* **Text segment**
+ + + + + + +

By: Dr. Jeff Masters, 1:31 PM GMT on November 10, 2010

An area of disturbed weather (Invest 93L) near Puerto Rico and the Virgin Islands is drifting northwards. The heavy thunderstorm activity associated with 93L is rather limited, due in part to some surrounding dry air. Wind shear is a moderate 10 - 15 knots and SSTs are very warm, 29°C, but 93L is headed into a region of very high wind shear, and does not have time to develop. None of the reliable global forecast models for predicting tropical cyclone formation (GFS, NOGAPS, ECMWF, and UKMET) are developing 93L into a tropical depression over the coming week, and NHC is giving 93L a 10% chance of developing by Friday.

The GFS and NOGAPS models predict a strong tropical disturbance will form in the southern Caribbean off the coast of Colombia 6 - 7 days from now, and move west-northwest towards Nicaragua.


Figure 1. Rainfall totals for Puerto Rico and the Virgin Islands from Invest 93L.

35th anniversary of the "Edmund Fitzgerald" storm
Thirty five years ago today, on November 10, 1975, one of the strongest storms in Great Lakes history sank the ore carrier Edmund Fitzgerald on Lake Superior, with the loss of all 29 men aboard. Our Weather Extremes blogger Christopher C. Burt has a look back at this date in weather history, which also features four other remarkable record-setting storms: the 1911 Great Cold Front, the 1913 "White Hurricane", the 1940 Armistice Day Blizzard, and the 1998 Super Cyclone.


Figure 2. The S.S. Edmund Fitzgerald in calmer waters. Photo from NOAA.

I'll have a new post Thursday morning.

+ + + + + + +

* **Data rows**
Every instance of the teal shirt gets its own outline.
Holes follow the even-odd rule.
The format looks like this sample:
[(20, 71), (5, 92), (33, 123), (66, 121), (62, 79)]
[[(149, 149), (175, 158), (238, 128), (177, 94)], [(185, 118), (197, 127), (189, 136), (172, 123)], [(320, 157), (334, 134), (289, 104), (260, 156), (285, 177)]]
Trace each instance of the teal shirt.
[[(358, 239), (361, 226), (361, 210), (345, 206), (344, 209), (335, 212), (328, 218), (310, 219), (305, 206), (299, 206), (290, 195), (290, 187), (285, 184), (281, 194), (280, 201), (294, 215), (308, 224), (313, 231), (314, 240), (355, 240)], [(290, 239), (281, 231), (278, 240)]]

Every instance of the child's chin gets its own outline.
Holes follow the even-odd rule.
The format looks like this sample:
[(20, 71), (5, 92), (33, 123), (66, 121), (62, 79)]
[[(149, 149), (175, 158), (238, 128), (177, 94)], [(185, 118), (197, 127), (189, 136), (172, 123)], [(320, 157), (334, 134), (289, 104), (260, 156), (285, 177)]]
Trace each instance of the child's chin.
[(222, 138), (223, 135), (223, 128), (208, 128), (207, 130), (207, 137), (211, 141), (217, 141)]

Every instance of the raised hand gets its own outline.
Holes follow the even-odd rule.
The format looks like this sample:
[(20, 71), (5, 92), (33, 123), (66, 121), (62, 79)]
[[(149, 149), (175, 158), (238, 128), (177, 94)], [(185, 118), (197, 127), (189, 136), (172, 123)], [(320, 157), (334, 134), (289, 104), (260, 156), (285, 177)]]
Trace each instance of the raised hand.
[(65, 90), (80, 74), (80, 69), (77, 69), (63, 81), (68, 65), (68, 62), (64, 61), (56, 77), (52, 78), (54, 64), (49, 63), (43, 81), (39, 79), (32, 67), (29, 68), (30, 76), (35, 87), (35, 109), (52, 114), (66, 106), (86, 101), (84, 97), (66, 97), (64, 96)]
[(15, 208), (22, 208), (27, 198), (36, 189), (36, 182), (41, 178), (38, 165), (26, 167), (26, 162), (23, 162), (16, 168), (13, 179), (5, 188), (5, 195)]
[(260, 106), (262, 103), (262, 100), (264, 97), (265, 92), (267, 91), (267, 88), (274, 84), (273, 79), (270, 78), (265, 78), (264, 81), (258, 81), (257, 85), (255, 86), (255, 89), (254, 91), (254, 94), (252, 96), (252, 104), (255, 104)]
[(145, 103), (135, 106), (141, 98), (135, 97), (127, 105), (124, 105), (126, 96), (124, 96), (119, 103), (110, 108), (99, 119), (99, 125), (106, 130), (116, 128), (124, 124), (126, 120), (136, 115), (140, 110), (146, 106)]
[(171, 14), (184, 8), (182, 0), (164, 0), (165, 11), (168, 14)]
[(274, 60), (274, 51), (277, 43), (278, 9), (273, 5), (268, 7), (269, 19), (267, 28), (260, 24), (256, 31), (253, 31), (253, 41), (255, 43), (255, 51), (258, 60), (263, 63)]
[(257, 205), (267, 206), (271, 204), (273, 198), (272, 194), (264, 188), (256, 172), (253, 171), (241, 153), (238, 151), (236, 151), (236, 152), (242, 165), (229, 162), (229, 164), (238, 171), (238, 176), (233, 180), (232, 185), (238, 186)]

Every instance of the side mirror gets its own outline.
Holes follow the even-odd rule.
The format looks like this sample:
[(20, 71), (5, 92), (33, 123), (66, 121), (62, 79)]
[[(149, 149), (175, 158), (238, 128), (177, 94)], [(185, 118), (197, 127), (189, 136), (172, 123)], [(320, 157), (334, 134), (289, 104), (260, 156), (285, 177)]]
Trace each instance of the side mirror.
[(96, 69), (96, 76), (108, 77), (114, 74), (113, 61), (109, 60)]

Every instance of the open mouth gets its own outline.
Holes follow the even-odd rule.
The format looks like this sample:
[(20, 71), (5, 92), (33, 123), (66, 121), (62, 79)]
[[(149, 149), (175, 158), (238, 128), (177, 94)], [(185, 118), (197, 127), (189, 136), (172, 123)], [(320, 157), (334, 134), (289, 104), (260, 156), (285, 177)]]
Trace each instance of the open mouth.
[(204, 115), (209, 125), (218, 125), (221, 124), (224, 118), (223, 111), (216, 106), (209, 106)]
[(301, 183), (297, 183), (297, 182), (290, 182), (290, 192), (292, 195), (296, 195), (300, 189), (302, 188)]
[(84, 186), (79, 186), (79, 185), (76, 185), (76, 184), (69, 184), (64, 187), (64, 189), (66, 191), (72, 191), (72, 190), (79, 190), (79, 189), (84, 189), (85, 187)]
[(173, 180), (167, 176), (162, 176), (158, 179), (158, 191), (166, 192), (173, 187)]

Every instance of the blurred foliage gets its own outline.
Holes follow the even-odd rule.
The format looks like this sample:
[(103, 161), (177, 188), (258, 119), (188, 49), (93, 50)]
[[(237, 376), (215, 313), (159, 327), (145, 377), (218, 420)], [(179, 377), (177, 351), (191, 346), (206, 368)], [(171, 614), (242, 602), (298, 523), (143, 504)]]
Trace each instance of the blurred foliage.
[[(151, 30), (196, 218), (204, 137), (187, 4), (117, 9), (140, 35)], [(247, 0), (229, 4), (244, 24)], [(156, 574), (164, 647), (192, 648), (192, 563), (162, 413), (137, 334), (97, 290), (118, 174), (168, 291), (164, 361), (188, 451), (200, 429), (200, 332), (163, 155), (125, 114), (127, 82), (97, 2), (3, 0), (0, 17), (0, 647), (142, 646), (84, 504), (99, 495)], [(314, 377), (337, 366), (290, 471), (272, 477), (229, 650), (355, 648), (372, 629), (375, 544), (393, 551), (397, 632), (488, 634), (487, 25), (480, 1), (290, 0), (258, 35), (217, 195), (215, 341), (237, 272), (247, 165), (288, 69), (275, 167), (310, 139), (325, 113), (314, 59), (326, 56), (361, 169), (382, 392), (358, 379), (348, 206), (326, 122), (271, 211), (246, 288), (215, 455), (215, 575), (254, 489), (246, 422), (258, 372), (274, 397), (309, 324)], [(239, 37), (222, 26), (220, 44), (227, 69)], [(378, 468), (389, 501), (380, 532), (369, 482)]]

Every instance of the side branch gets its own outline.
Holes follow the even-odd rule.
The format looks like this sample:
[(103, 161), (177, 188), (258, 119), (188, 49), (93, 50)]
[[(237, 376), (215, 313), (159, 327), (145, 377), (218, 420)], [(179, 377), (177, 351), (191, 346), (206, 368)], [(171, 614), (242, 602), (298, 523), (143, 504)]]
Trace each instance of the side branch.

+ + + + + + +

* **List of tasks**
1. In the weather blog post, swap "dry air" for "cool air" and give the passage between "An area of disturbed" and "developing by Friday.", inclusive.
2. Write out the rows exactly as they appear, between the first line of the rows and the line holding "Trace each instance of the teal shirt.", inclusive.

* **Solved tasks**
1.
An area of disturbed weather (Invest 93L) near Puerto Rico and the Virgin Islands is drifting northwards. The heavy thunderstorm activity associated with 93L is rather limited, due in part to some surrounding cool air. Wind shear is a moderate 10 - 15 knots and SSTs are very warm, 29°C, but 93L is headed into a region of very high wind shear, and does not have time to develop. None of the reliable global forecast models for predicting tropical cyclone formation (GFS, NOGAPS, ECMWF, and UKMET) are developing 93L into a tropical depression over the coming week, and NHC is giving 93L a 10% chance of developing by Friday.

2.
Every instance of the teal shirt gets its own outline.
Holes follow the even-odd rule.
The format looks like this sample:
[(20, 71), (5, 92), (33, 123), (66, 121), (62, 79)]
[[(149, 149), (175, 158), (238, 128), (177, 94)], [(185, 118), (197, 127), (189, 136), (172, 123)], [(320, 157), (334, 134), (289, 104), (260, 156), (285, 177)]]
Trace each instance of the teal shirt.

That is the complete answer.